### DIRECTIONS
Starting with the line that has "TARGET = white chair" in it, repeat every line through the last one, word for word, and give nothing more.
╭──
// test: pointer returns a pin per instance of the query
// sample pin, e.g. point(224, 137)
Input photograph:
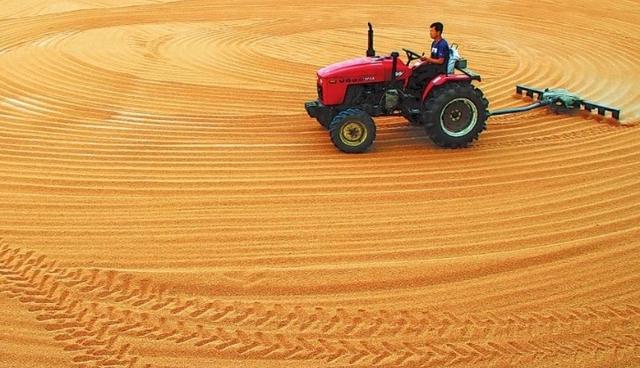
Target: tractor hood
point(358, 67)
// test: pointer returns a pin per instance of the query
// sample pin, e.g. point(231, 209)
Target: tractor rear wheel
point(352, 131)
point(455, 114)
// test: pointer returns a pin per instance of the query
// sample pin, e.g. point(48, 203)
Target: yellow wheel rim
point(353, 133)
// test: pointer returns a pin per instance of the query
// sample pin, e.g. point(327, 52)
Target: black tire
point(455, 115)
point(352, 131)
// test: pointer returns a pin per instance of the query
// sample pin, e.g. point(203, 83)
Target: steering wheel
point(411, 55)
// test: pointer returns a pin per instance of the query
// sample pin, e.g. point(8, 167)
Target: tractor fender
point(441, 80)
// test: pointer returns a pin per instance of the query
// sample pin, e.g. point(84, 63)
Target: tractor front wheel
point(352, 131)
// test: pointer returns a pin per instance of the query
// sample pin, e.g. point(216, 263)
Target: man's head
point(435, 30)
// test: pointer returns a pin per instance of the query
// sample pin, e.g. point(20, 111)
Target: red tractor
point(451, 109)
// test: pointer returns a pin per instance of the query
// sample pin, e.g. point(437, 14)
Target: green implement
point(561, 99)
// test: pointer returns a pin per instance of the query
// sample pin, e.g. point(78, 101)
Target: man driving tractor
point(436, 63)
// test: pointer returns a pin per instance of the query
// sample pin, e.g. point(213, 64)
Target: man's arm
point(431, 60)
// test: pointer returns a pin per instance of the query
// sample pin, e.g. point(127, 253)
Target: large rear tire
point(455, 115)
point(352, 131)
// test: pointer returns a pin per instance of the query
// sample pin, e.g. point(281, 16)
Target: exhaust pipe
point(370, 51)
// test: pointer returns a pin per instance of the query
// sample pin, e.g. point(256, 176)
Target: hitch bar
point(557, 97)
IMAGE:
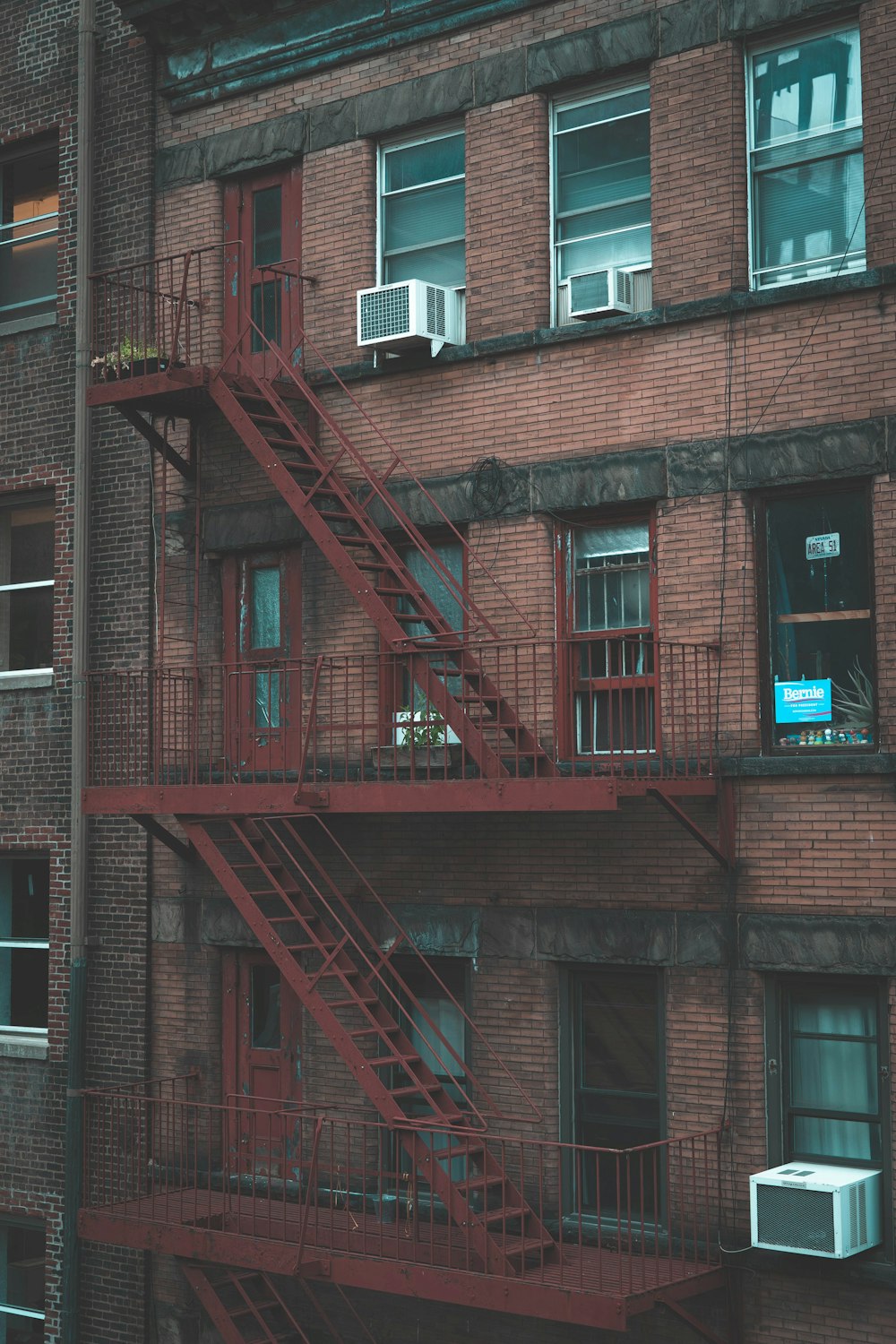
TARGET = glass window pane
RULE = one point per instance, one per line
(633, 214)
(24, 1271)
(411, 166)
(29, 972)
(834, 1075)
(445, 265)
(30, 615)
(603, 109)
(852, 1140)
(447, 1018)
(603, 164)
(834, 1016)
(807, 214)
(424, 217)
(806, 89)
(29, 212)
(619, 1047)
(265, 1007)
(820, 607)
(268, 241)
(268, 304)
(265, 607)
(630, 247)
(27, 914)
(31, 542)
(268, 701)
(618, 539)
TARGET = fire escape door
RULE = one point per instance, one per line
(263, 1064)
(263, 220)
(263, 683)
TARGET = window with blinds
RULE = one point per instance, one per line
(806, 183)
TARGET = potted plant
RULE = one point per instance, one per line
(421, 739)
(129, 359)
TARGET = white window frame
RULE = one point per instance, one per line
(7, 1309)
(11, 1031)
(390, 145)
(565, 105)
(23, 311)
(13, 679)
(823, 268)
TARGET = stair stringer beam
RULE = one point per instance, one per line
(493, 1253)
(333, 547)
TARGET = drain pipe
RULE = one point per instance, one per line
(80, 658)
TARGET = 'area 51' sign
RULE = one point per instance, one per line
(802, 702)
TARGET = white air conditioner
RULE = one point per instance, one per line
(812, 1210)
(409, 314)
(610, 290)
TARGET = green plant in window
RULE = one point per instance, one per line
(422, 728)
(124, 357)
(855, 702)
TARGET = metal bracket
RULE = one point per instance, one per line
(155, 828)
(723, 849)
(700, 1327)
(160, 444)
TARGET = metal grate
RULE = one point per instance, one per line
(435, 311)
(802, 1219)
(857, 1215)
(386, 312)
(590, 293)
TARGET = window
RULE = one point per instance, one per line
(432, 1015)
(608, 593)
(22, 1293)
(400, 696)
(806, 159)
(602, 190)
(820, 631)
(26, 589)
(616, 1075)
(263, 650)
(29, 231)
(422, 225)
(263, 217)
(24, 943)
(829, 1097)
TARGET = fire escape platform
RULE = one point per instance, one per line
(579, 1285)
(535, 795)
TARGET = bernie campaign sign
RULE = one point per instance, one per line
(802, 702)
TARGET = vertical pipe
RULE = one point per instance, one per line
(78, 851)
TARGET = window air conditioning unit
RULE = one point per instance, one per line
(610, 290)
(409, 314)
(810, 1210)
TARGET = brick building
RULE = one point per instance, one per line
(492, 440)
(43, 193)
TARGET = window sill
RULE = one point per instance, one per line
(22, 1047)
(24, 680)
(27, 324)
(825, 762)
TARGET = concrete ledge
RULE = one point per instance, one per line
(825, 763)
(27, 324)
(22, 1047)
(24, 680)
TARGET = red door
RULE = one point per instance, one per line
(263, 1066)
(263, 674)
(263, 303)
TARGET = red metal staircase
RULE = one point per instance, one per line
(359, 999)
(244, 1305)
(373, 567)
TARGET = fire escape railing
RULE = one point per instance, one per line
(622, 1220)
(358, 719)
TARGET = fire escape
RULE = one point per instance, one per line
(429, 1190)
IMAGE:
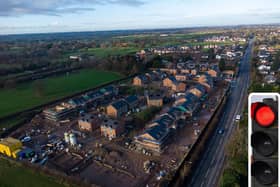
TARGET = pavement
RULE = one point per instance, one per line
(210, 167)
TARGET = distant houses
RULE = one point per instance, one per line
(117, 108)
(155, 99)
(111, 128)
(89, 122)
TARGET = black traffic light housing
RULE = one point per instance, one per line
(264, 142)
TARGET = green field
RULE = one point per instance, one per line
(14, 175)
(28, 95)
(104, 52)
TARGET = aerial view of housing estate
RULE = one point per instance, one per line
(103, 102)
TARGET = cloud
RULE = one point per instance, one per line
(56, 7)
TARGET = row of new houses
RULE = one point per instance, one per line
(156, 136)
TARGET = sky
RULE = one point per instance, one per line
(43, 16)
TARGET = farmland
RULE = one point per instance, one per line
(27, 95)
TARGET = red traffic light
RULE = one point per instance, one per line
(264, 116)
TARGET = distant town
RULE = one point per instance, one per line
(142, 109)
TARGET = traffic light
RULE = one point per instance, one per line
(264, 142)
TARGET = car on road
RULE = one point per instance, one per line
(221, 131)
(238, 117)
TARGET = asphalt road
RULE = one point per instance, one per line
(210, 167)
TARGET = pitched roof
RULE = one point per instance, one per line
(158, 132)
(131, 99)
(119, 104)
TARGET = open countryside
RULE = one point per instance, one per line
(28, 95)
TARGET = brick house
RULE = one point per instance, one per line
(140, 80)
(89, 122)
(117, 108)
(111, 128)
(155, 100)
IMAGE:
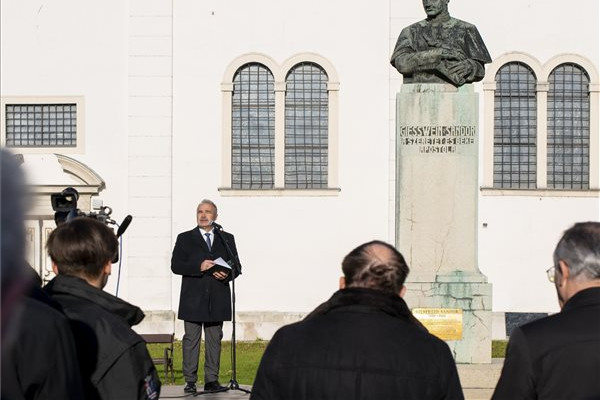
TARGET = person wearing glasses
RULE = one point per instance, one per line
(558, 357)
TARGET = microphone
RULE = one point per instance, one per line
(124, 225)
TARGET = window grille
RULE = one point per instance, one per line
(568, 128)
(306, 127)
(515, 127)
(41, 125)
(253, 128)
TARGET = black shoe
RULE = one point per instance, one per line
(190, 387)
(214, 386)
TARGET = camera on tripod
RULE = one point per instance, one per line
(65, 209)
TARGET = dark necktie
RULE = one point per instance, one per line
(208, 241)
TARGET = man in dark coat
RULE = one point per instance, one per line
(363, 343)
(440, 49)
(113, 359)
(205, 299)
(558, 357)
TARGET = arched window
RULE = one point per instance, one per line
(253, 128)
(306, 127)
(568, 128)
(515, 127)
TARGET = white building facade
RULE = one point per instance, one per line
(282, 113)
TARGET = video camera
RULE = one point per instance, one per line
(65, 209)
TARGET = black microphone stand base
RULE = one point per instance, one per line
(233, 385)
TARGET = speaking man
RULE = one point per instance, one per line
(558, 357)
(363, 343)
(205, 299)
(113, 359)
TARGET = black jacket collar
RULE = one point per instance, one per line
(583, 298)
(376, 300)
(79, 288)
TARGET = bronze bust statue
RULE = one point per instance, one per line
(440, 49)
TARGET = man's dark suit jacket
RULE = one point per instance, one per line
(557, 357)
(203, 298)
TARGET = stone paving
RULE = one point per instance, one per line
(478, 382)
(176, 392)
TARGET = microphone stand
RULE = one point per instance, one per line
(237, 269)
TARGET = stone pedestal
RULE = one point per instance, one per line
(436, 208)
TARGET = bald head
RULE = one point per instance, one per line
(375, 265)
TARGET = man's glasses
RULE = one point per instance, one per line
(550, 272)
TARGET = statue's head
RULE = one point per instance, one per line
(434, 7)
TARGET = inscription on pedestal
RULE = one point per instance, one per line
(437, 139)
(445, 323)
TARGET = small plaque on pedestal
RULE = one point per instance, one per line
(445, 323)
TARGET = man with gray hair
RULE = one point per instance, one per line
(558, 357)
(205, 300)
(363, 343)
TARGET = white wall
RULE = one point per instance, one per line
(76, 48)
(290, 247)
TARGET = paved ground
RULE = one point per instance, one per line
(176, 392)
(478, 382)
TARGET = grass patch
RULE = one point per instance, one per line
(499, 348)
(248, 356)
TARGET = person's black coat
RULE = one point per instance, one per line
(113, 359)
(557, 357)
(361, 344)
(39, 360)
(203, 298)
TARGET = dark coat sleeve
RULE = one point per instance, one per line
(133, 376)
(265, 386)
(42, 362)
(187, 256)
(517, 378)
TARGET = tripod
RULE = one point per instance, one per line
(236, 269)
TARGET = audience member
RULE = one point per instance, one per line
(38, 357)
(558, 357)
(363, 343)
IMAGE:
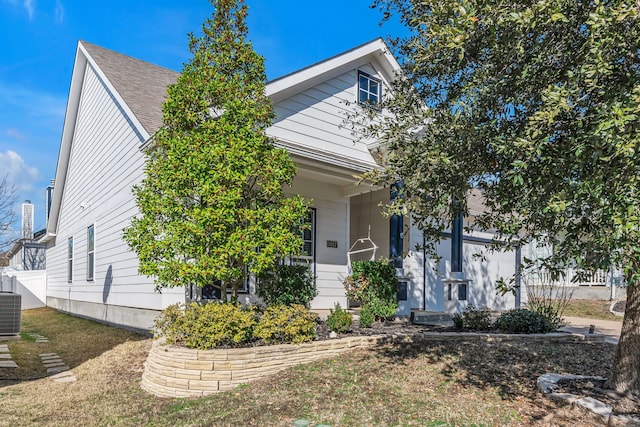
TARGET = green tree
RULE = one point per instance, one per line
(212, 203)
(537, 106)
(7, 212)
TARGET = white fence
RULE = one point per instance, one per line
(31, 284)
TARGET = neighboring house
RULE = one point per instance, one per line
(28, 253)
(114, 107)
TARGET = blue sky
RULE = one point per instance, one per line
(39, 39)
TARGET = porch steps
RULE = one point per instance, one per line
(420, 317)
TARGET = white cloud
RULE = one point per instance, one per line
(59, 12)
(21, 175)
(33, 104)
(29, 6)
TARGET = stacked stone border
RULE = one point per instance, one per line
(548, 383)
(173, 371)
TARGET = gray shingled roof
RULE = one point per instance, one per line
(142, 85)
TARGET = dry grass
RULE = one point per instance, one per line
(591, 309)
(439, 384)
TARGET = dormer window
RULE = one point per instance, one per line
(369, 88)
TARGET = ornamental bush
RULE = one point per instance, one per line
(366, 317)
(206, 326)
(286, 324)
(475, 319)
(522, 321)
(339, 320)
(287, 285)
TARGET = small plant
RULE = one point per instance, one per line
(476, 319)
(339, 320)
(366, 317)
(522, 321)
(206, 326)
(287, 285)
(281, 324)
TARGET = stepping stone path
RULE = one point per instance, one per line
(56, 366)
(5, 357)
(39, 338)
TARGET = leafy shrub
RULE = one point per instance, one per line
(287, 285)
(286, 324)
(373, 284)
(476, 319)
(206, 326)
(339, 320)
(366, 317)
(522, 321)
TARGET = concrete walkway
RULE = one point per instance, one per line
(610, 328)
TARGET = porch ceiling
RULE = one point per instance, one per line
(345, 178)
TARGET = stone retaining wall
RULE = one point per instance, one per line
(172, 371)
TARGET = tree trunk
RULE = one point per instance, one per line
(625, 376)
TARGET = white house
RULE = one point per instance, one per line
(114, 107)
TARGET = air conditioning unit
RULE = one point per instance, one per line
(10, 311)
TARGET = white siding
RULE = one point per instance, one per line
(105, 162)
(331, 224)
(483, 273)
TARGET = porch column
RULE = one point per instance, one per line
(456, 244)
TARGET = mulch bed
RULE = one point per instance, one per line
(620, 404)
(619, 306)
(381, 328)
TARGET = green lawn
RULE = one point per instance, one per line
(591, 309)
(438, 384)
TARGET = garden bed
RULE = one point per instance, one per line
(174, 371)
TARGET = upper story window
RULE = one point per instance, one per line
(90, 252)
(369, 88)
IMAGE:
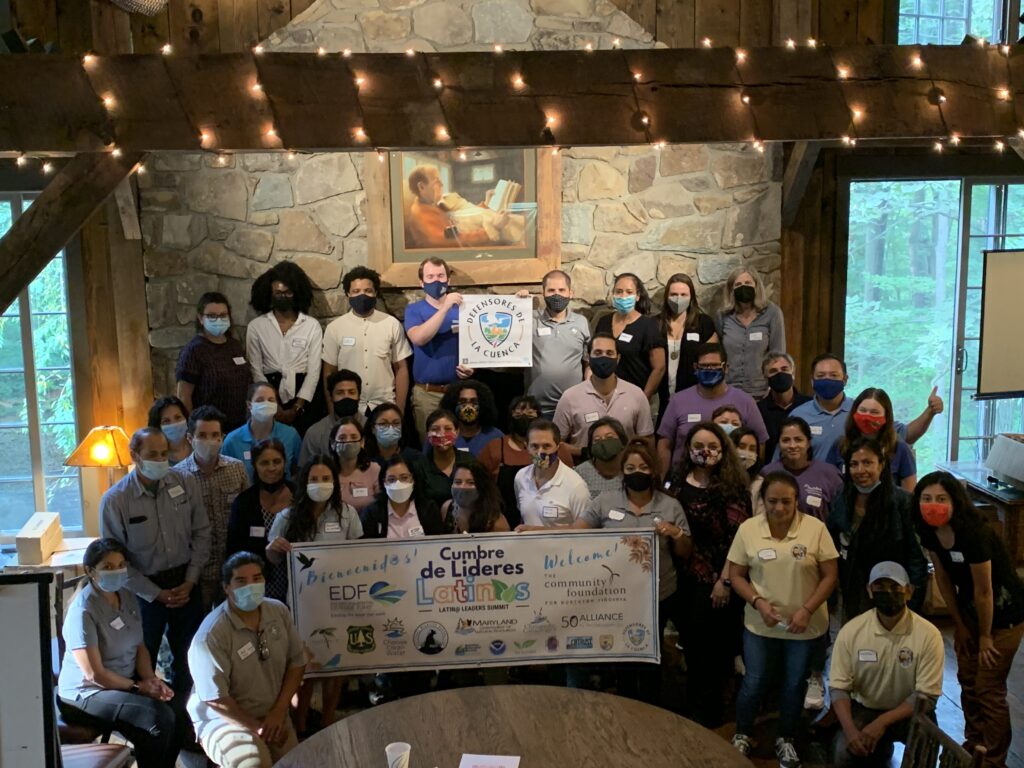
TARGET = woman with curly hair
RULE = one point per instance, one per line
(713, 487)
(284, 344)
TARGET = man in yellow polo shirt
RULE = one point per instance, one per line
(882, 660)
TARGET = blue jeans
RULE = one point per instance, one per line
(762, 655)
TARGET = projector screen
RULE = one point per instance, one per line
(1000, 363)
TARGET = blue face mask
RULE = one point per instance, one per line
(249, 597)
(624, 303)
(826, 389)
(436, 289)
(387, 436)
(216, 326)
(175, 432)
(112, 581)
(710, 378)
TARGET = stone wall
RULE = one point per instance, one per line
(215, 222)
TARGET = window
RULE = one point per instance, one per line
(37, 395)
(948, 22)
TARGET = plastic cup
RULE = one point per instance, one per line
(397, 755)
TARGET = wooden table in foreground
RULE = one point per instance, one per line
(549, 727)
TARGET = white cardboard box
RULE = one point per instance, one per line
(39, 538)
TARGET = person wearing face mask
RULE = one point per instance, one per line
(368, 341)
(782, 565)
(221, 480)
(254, 511)
(638, 339)
(212, 369)
(475, 506)
(711, 485)
(985, 597)
(605, 393)
(262, 425)
(358, 476)
(170, 416)
(284, 344)
(158, 514)
(603, 471)
(560, 340)
(432, 327)
(343, 389)
(475, 413)
(882, 663)
(871, 416)
(782, 396)
(107, 675)
(750, 327)
(249, 662)
(870, 520)
(684, 327)
(700, 401)
(549, 494)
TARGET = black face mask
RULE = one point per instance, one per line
(743, 294)
(889, 603)
(345, 407)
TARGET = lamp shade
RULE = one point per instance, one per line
(103, 446)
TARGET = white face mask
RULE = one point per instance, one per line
(320, 492)
(398, 492)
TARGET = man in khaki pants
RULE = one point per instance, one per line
(432, 325)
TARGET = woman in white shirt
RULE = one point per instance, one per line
(284, 344)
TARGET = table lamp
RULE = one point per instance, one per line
(103, 446)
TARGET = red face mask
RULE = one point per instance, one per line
(868, 424)
(936, 514)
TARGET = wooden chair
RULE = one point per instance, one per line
(928, 745)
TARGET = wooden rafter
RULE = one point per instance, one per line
(55, 103)
(76, 192)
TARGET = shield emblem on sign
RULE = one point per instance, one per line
(496, 327)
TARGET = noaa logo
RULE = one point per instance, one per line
(430, 638)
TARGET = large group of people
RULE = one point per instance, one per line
(773, 510)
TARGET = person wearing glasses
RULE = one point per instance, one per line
(284, 344)
(248, 662)
(212, 369)
(698, 403)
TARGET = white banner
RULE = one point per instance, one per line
(497, 599)
(496, 332)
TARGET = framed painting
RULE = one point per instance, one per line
(494, 214)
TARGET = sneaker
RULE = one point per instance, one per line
(786, 754)
(815, 697)
(741, 742)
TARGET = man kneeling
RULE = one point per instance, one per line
(247, 660)
(882, 662)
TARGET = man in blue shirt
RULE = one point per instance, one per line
(431, 325)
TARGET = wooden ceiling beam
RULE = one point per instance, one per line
(59, 211)
(306, 101)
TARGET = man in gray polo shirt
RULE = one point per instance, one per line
(560, 339)
(248, 662)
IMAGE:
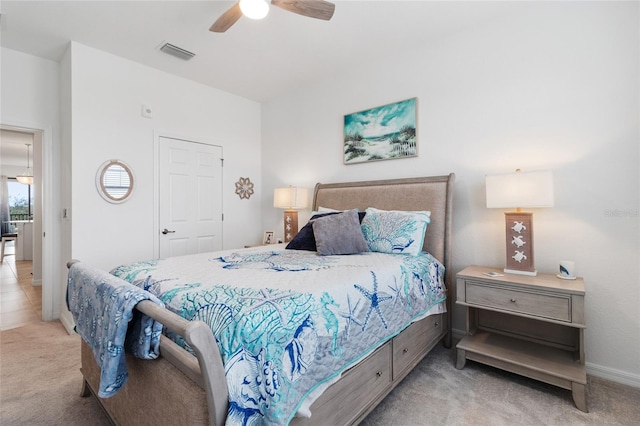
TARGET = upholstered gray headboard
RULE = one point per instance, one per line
(433, 193)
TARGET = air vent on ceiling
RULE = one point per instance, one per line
(176, 51)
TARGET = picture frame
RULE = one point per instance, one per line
(268, 238)
(382, 133)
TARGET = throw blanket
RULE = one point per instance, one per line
(102, 307)
(287, 322)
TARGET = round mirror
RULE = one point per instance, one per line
(114, 181)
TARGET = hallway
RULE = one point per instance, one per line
(20, 302)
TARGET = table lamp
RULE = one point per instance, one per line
(290, 199)
(517, 190)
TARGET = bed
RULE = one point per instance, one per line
(187, 383)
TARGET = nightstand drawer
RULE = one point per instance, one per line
(552, 306)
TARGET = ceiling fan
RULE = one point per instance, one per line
(258, 9)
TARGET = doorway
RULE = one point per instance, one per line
(16, 157)
(189, 197)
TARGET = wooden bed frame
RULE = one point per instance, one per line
(178, 388)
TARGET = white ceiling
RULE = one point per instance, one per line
(13, 151)
(258, 60)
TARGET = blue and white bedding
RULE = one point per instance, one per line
(288, 321)
(103, 311)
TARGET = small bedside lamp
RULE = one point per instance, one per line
(517, 190)
(290, 198)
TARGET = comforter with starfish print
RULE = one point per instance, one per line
(287, 322)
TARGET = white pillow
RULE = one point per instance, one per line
(395, 231)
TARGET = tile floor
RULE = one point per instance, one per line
(20, 302)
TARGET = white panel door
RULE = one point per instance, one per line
(190, 197)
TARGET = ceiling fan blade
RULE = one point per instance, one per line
(318, 9)
(227, 19)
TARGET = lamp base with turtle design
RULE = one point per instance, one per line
(519, 243)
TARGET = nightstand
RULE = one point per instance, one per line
(532, 326)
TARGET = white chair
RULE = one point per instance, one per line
(7, 237)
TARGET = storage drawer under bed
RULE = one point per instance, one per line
(410, 346)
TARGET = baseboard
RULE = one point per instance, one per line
(457, 335)
(613, 375)
(67, 321)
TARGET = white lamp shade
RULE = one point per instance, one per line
(290, 197)
(520, 189)
(26, 178)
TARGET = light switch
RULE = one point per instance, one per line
(147, 112)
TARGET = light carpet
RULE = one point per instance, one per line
(40, 383)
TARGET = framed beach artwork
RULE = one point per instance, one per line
(381, 133)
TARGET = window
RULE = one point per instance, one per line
(20, 200)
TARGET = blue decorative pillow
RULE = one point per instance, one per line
(393, 231)
(305, 239)
(339, 234)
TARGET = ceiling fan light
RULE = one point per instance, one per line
(27, 176)
(254, 9)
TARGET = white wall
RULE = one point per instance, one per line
(107, 93)
(30, 99)
(554, 87)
╰──
### TASK RESULT
TARGET = white chair
RULE = one point per instance, one per line
(7, 237)
TARGET = storage drawer under bed
RULE = one point per instance, one per line
(410, 346)
TARGET = baseboard
RULE = one point per instance, one per line
(457, 335)
(613, 375)
(67, 321)
TARGET = white lamp shade
RULE = one point per instance, one per line
(290, 197)
(520, 189)
(26, 178)
TARGET = light switch
RULE = one point per instance, one per line
(147, 112)
TARGET = light carpet
RULE = one point per instance, one per line
(40, 383)
TARGET = framed beach artwork
RULE = one point per instance, one per line
(381, 133)
TARGET = window
RULE = one point per instance, one per line
(20, 200)
TARGET = blue decorative pillow
RULE = one point per instance, one per line
(393, 231)
(305, 239)
(339, 234)
TARGET = ceiling fan light
RULE = one point per instance, one per line
(27, 176)
(254, 9)
TARGET = white wall
RULE = one point per instance, one per line
(107, 93)
(30, 99)
(554, 87)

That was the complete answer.